* **TASKS AND EXERCISES**
(a) Translate this sentence from the Partnership for Patients announcement into Spanish: "Hospital Engagement Networks will work to develop learning collaboratives for hospitals and provide a wide array of initiatives and activities to improve patient safety."
(b) Rewrite everything from "Launched in April" down to "end of 2013." in the Partnership for Patients announcement, substituting "business and labor groups" for "employers and unions".
(c) Based on the Partnership for Patients announcement, answer yes or no for each statement, quoting the words that decide it: (i) The Partnership for Patients was launched in April 2011. (ii) Hospital Engagement Networks will be required to conduct intensive training programs. (iii) The partners aim to reduce hospital readmissions by 40 percent by the end of 2013.

* **DOCUMENT EXCERPT**

──────

Partnership for Patients initiative to improve hospital care
Hospitals across the country will have new resources and support to make health care safer and less costly, by targeting and reducing the millions of preventable injuries and complications from healthcare acquired conditions, the U.S. Department of Health and Human Services (HHS) announced today. As a part of the Partnership for Patients initiative, a nationwide public-private collaboration to improve the quality, safety, and affordability of health care for all Americans, $218 million will go to 26 state, regional, national, or hospital system organizations, including Catholic Healthcare West and the Nevada Hospital Association. As Hospital Engagement Networks, these organizations will help identify solutions already working to reduce healthcare acquired conditions, and work to spread them to other hospitals and health care providers.
The Hospital Engagement Networks will be funded with $500 million from the Centers for Medicare & Medicaid Services Innovation Center, which was established by the Affordable Care Act. Hospital Engagement Networks will work to develop learning collaboratives for hospitals and provide a wide array of initiatives and activities to improve patient safety. They will be required to conduct intensive training programs to teach and support hospitals in making patient care safer, provide technical assistance to hospitals so that they can achieve quality measurement goals, and establish and implement a system to track and monitor hospital progress in meeting these goals.
Launched in April 2011, the Partnership for Patients now consists of more than 6,500 partners, including over 3,167 hospitals, along with 2,345 physicians, nurses, patient advocates, 892 consumers and consumer groups, and 256 employers and unions. In addition, health plans, Area Agencies on Aging, and state and federal government officials have pledged to work with these groups to reduce the number of hospital-acquired conditions by 40 percent and reduce hospital readmissions by 20 percent by the end of 2013.

──────

* **DATA TO EXAMINE**
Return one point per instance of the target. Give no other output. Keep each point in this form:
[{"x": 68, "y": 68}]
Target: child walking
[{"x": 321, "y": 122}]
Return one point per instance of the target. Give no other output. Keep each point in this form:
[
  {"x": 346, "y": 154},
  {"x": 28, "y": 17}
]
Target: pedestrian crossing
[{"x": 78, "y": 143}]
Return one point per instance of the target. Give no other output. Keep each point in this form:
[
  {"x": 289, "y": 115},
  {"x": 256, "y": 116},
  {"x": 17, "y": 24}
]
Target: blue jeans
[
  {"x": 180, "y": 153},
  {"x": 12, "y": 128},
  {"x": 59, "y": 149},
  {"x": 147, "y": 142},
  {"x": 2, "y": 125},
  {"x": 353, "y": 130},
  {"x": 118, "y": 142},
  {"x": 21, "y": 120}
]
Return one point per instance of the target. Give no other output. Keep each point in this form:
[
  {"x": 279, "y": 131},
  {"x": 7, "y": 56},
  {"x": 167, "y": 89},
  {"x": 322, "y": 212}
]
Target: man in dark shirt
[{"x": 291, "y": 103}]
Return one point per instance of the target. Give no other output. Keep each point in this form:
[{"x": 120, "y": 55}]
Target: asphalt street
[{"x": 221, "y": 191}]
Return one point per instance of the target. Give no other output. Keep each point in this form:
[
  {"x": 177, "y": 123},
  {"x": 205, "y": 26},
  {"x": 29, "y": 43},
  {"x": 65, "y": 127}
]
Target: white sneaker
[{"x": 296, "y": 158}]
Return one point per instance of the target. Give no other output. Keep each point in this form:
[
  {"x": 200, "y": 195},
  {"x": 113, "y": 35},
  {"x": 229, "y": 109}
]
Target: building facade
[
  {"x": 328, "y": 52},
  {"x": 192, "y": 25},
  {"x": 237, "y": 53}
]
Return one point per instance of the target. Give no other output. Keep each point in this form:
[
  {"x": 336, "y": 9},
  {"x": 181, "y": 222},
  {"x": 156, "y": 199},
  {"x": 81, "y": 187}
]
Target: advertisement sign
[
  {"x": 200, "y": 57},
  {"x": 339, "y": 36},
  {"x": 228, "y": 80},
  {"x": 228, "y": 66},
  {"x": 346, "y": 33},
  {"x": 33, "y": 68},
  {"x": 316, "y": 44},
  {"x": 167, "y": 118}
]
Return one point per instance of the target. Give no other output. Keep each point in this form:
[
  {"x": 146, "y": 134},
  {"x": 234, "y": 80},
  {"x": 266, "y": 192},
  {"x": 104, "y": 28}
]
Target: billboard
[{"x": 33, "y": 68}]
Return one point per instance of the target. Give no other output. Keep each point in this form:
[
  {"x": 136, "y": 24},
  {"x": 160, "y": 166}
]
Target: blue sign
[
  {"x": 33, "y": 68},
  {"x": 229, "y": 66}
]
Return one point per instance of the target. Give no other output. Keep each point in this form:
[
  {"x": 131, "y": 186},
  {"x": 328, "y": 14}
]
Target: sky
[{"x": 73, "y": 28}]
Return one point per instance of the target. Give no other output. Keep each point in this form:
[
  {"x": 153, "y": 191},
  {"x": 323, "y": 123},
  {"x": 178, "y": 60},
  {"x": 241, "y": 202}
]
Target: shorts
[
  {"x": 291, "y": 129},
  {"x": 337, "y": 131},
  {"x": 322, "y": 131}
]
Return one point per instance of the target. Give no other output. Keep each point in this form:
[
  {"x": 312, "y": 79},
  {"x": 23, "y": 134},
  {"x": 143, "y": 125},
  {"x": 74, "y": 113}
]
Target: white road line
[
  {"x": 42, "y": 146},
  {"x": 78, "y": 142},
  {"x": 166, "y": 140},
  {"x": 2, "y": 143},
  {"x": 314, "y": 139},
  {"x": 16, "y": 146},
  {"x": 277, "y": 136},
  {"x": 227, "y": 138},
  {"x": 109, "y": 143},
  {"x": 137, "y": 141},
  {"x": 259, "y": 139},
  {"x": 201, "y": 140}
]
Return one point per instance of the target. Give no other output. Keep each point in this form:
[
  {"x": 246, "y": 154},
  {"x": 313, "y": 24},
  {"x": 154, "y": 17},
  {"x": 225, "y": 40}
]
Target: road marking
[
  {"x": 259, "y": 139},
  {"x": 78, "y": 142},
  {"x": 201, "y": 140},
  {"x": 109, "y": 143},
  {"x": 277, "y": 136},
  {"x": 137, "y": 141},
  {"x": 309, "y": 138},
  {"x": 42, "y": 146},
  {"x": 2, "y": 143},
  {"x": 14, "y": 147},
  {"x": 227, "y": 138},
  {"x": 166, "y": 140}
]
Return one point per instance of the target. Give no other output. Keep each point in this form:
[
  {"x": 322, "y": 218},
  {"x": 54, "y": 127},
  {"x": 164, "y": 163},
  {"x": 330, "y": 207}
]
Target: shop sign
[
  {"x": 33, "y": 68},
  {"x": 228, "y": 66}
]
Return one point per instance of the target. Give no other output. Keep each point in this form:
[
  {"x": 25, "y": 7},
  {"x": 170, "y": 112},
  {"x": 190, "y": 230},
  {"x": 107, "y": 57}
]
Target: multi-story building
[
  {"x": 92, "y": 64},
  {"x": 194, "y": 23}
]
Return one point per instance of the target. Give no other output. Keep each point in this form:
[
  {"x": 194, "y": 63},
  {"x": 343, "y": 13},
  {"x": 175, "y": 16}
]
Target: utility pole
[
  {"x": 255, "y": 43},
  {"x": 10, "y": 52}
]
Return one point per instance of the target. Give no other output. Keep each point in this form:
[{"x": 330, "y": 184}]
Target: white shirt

──────

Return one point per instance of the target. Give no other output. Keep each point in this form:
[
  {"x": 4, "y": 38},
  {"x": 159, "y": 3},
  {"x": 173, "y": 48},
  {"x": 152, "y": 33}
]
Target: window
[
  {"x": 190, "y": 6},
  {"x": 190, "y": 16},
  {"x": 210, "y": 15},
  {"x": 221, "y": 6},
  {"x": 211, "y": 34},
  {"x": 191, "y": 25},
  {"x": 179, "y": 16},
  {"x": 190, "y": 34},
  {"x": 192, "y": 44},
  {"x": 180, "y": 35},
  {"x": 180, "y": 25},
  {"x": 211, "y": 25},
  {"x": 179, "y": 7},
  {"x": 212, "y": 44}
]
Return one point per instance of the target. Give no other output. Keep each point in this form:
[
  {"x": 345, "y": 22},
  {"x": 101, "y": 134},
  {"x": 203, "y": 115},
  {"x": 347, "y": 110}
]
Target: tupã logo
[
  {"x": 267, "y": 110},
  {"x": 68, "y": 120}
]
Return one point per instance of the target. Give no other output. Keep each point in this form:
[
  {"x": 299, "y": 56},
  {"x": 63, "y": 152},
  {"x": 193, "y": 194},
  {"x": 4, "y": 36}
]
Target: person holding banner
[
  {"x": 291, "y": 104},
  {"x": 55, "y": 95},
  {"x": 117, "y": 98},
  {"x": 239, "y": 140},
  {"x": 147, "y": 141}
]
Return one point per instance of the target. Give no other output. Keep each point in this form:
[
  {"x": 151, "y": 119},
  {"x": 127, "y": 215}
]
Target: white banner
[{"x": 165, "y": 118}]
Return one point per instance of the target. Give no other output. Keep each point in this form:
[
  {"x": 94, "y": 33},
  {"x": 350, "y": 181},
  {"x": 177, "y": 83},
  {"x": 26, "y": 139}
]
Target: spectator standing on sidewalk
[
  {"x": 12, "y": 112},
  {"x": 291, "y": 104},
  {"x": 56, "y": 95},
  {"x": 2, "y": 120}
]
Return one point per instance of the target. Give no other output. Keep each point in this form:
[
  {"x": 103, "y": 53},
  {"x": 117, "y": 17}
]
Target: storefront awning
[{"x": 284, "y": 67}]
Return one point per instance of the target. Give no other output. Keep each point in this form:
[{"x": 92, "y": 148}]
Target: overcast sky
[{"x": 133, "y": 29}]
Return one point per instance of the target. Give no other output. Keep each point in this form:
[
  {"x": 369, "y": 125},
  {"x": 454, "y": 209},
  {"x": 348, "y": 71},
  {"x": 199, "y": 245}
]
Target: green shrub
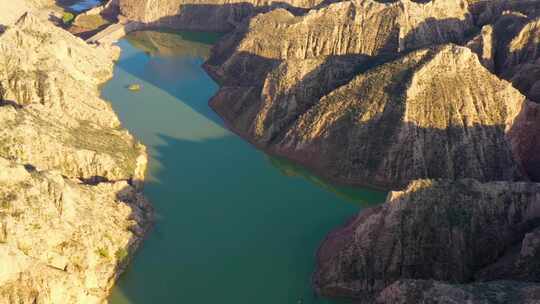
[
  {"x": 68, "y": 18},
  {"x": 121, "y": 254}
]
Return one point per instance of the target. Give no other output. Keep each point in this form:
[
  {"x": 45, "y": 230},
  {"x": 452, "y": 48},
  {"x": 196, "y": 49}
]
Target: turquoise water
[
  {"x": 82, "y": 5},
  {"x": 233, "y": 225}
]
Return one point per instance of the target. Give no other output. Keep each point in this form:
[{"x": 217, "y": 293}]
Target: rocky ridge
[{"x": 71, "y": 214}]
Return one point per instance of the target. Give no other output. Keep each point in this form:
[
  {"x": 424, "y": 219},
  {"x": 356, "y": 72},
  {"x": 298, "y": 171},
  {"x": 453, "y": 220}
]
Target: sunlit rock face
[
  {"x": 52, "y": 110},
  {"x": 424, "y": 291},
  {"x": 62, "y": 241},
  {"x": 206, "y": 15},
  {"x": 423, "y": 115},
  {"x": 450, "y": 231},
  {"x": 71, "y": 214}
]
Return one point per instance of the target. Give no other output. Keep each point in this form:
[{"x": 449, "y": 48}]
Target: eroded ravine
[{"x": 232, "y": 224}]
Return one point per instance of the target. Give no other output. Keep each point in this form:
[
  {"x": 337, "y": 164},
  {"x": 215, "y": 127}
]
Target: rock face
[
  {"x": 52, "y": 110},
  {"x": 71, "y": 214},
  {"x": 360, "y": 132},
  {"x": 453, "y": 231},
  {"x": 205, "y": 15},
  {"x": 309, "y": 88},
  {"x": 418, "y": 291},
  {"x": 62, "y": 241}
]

──────

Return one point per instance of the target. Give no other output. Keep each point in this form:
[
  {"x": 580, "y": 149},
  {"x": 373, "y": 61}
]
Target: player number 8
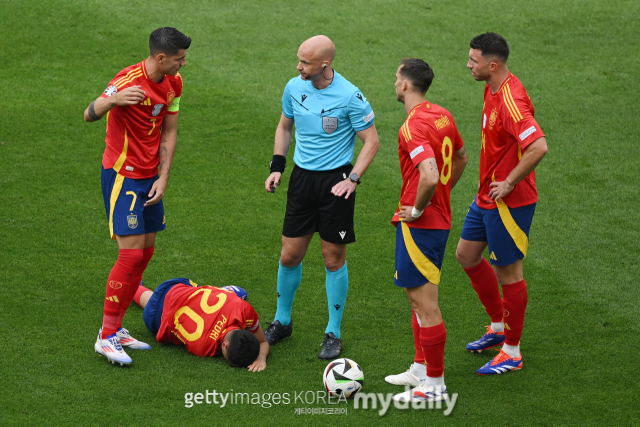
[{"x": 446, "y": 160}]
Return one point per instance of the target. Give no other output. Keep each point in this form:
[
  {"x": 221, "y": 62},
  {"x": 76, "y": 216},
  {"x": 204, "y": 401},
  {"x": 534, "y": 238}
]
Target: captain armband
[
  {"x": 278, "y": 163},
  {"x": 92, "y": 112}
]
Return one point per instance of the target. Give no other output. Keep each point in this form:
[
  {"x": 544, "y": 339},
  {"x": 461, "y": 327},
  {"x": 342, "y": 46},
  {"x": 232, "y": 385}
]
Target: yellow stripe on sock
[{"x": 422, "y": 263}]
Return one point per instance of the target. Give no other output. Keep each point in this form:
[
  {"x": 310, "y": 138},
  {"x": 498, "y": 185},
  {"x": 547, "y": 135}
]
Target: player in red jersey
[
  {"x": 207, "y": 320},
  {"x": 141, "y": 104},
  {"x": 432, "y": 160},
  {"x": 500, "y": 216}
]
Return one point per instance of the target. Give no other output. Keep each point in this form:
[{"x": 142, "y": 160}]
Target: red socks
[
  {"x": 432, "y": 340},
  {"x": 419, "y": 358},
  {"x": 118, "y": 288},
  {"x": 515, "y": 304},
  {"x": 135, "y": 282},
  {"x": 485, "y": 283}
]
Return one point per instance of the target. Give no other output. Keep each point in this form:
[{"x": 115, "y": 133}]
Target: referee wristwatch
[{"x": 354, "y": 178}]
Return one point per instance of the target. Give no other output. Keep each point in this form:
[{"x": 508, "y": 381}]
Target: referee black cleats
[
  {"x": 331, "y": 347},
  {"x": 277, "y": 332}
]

──────

* **RESULTS IN ORDER**
(a) Las Redes de Participación Hospitalaria trabajarán para desarrollar colaborativos de aprendizaje para los hospitales y ofrecer una amplia gama de iniciativas y actividades destinadas a mejorar la seguridad de los pacientes.

(b)
Launched in April 2011, the Partnership for Patients now consists of more than 6,500 partners, including over 3,167 hospitals, along with 2,345 physicians, nurses, patient advocates, 892 consumers and consumer groups, and 256 business and labor groups. In addition, health plans, Area Agencies on Aging, and state and federal government officials have pledged to work with these groups to reduce the number of hospital-acquired conditions by 40 percent and reduce hospital readmissions by 20 percent by the end of 2013.

(c)
(i) Yes: "Launched in April 2011, the Partnership for Patients now consists of more than 6,500 partners"
(ii) Yes: "They will be required to conduct intensive training programs to teach and support hospitals in making patient care safer"
(iii) No: "reduce hospital readmissions by 20 percent by the end of 2013"